Assignment
Reproduce the entries word for word, and omit any picture you find in them.

Data for review
***

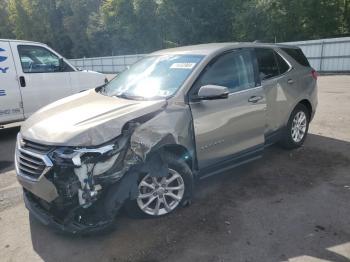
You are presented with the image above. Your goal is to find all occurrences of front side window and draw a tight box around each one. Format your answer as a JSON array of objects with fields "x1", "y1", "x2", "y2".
[
  {"x1": 18, "y1": 45, "x2": 72, "y2": 73},
  {"x1": 100, "y1": 55, "x2": 204, "y2": 100},
  {"x1": 255, "y1": 48, "x2": 279, "y2": 80},
  {"x1": 193, "y1": 50, "x2": 255, "y2": 93}
]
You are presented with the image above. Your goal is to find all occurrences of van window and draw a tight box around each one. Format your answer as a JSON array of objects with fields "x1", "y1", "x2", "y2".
[
  {"x1": 281, "y1": 48, "x2": 310, "y2": 67},
  {"x1": 18, "y1": 45, "x2": 73, "y2": 73},
  {"x1": 194, "y1": 50, "x2": 255, "y2": 93},
  {"x1": 275, "y1": 52, "x2": 290, "y2": 74},
  {"x1": 255, "y1": 48, "x2": 280, "y2": 80}
]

***

Response for this exercise
You are presented with the image above. Your goal is to find all occurrences of front side window and draw a tight box around each one. Format your answer as a JSON array of objects with fields "x1", "y1", "x2", "y2".
[
  {"x1": 18, "y1": 45, "x2": 72, "y2": 73},
  {"x1": 100, "y1": 55, "x2": 204, "y2": 100},
  {"x1": 255, "y1": 48, "x2": 279, "y2": 80},
  {"x1": 193, "y1": 50, "x2": 255, "y2": 93}
]
You are presented with the image above. Your goal is to find all occurrences of van window and draw a tight box around each one. Format your answer as a JSON array of objects with fields "x1", "y1", "x2", "y2".
[
  {"x1": 281, "y1": 48, "x2": 310, "y2": 67},
  {"x1": 18, "y1": 45, "x2": 73, "y2": 73},
  {"x1": 194, "y1": 50, "x2": 255, "y2": 93},
  {"x1": 275, "y1": 52, "x2": 290, "y2": 74},
  {"x1": 255, "y1": 48, "x2": 280, "y2": 80}
]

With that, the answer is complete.